- EXERCISE REQUIREMENTS: Identify each line in the data below that contains the word "green", and copy those lines. Case counts.
------------------------
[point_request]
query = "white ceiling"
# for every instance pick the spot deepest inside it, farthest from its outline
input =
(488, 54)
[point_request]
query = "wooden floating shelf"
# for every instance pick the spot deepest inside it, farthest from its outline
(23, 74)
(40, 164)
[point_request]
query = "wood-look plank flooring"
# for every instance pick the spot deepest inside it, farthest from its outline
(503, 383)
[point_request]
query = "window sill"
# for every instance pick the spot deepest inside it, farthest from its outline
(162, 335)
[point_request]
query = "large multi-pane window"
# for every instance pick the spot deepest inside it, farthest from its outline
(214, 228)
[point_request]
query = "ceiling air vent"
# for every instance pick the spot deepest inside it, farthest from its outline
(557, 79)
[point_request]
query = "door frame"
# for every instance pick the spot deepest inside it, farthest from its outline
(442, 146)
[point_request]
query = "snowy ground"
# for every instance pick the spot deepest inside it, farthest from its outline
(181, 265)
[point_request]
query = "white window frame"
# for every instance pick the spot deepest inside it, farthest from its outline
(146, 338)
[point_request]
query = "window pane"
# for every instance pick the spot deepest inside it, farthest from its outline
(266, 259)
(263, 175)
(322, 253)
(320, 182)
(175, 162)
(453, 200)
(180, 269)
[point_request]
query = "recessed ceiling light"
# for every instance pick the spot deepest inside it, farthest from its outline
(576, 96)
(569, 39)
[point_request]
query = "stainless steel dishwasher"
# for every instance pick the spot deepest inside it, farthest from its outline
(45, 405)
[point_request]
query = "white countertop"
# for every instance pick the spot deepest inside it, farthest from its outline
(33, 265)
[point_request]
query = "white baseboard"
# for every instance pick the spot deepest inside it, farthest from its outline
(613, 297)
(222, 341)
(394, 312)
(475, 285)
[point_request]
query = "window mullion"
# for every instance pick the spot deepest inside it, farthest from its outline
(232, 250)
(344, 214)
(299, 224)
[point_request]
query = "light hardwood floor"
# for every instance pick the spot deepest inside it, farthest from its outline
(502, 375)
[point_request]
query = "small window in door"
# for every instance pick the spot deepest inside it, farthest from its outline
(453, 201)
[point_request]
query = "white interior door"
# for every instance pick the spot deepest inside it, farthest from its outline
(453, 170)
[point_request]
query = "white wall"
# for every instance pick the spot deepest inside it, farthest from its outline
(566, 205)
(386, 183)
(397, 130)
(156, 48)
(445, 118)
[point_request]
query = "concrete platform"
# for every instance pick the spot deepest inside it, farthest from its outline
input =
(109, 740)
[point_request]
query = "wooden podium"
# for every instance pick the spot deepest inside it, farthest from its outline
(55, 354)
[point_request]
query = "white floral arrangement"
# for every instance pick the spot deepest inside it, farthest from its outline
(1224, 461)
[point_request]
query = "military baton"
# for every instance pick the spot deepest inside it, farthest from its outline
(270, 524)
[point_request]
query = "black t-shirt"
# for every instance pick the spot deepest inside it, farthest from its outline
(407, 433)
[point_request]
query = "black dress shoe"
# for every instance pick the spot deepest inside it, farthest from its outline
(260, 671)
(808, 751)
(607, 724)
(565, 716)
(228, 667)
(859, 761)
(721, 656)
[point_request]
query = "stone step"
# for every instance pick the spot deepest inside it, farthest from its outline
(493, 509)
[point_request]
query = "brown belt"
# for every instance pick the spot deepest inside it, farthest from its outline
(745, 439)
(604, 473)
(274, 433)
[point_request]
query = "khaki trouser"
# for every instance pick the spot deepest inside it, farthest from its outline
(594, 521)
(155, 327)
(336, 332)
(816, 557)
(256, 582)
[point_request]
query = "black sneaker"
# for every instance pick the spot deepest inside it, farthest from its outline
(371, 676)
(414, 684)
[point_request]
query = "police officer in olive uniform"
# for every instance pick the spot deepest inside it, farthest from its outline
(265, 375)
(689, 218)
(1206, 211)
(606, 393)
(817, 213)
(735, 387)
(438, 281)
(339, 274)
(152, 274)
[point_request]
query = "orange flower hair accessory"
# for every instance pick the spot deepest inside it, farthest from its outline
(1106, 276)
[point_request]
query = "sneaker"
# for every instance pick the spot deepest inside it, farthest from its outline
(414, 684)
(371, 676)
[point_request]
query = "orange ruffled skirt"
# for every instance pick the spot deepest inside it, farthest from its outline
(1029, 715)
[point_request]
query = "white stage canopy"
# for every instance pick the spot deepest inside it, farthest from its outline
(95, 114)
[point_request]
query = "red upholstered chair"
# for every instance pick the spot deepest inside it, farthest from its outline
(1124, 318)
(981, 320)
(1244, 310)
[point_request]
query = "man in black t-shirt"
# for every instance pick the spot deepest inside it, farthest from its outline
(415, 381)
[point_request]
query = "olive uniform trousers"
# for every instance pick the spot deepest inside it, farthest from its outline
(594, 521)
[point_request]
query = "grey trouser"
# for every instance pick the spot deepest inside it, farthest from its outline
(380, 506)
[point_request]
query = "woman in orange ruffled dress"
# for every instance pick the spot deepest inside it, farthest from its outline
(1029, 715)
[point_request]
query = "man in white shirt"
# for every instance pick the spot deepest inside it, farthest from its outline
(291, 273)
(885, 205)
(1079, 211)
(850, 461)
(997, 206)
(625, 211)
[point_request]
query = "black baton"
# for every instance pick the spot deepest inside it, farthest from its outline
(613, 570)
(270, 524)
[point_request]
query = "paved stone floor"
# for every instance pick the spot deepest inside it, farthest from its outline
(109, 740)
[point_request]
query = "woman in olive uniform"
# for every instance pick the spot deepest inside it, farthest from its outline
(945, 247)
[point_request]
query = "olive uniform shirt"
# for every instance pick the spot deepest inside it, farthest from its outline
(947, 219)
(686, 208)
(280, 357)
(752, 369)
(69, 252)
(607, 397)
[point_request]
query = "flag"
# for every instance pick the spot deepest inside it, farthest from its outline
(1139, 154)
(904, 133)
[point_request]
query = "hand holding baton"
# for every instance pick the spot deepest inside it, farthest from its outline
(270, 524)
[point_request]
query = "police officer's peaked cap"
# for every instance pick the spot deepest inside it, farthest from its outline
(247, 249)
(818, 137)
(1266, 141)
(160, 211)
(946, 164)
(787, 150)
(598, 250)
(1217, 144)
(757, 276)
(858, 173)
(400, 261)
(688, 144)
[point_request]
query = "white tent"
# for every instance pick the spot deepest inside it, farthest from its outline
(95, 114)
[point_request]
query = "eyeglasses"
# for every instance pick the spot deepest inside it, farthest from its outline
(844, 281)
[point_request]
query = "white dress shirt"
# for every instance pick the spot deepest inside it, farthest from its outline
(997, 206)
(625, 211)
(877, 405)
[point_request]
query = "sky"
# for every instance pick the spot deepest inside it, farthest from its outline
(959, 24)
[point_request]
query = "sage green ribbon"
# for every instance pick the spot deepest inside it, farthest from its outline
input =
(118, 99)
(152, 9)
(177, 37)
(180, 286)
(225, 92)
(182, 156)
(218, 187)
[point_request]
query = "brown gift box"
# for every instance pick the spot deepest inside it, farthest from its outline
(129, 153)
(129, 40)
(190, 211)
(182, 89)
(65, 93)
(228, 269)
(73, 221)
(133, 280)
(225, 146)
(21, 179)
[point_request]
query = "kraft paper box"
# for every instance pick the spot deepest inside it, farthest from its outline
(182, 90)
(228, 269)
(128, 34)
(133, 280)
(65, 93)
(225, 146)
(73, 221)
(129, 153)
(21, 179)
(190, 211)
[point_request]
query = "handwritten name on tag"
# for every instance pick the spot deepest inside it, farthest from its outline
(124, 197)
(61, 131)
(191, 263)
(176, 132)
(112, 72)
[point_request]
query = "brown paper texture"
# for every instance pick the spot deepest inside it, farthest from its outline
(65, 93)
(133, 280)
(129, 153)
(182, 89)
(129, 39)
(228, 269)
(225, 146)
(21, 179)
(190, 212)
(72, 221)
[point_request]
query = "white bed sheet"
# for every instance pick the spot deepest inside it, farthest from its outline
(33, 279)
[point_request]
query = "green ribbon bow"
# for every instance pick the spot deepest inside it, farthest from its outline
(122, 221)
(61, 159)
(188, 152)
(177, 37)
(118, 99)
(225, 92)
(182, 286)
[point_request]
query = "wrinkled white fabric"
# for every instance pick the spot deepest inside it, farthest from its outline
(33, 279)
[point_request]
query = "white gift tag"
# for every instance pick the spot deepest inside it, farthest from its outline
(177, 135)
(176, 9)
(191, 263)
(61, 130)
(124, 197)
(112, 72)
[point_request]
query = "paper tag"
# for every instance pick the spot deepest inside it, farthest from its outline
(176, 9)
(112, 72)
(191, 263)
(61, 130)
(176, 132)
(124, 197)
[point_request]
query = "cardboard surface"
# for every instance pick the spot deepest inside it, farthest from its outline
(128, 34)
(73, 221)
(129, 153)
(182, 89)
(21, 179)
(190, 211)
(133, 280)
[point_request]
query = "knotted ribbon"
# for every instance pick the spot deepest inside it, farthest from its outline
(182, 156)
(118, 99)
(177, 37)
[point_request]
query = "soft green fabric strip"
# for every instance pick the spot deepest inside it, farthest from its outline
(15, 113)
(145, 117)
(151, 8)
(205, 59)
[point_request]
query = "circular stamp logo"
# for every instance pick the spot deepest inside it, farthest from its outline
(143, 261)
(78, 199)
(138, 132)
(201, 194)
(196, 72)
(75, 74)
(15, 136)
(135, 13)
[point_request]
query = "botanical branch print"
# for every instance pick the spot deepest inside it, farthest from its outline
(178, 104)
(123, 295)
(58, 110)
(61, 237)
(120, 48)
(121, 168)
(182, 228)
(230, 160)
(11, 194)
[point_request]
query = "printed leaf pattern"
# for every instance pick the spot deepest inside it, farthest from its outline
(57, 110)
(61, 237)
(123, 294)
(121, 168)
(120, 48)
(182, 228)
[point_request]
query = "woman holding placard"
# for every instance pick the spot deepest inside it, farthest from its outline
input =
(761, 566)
------------------------
- RESPONSE:
query = "sage green ribbon"
query = "green ribbon bow"
query = "soft green fabric strip"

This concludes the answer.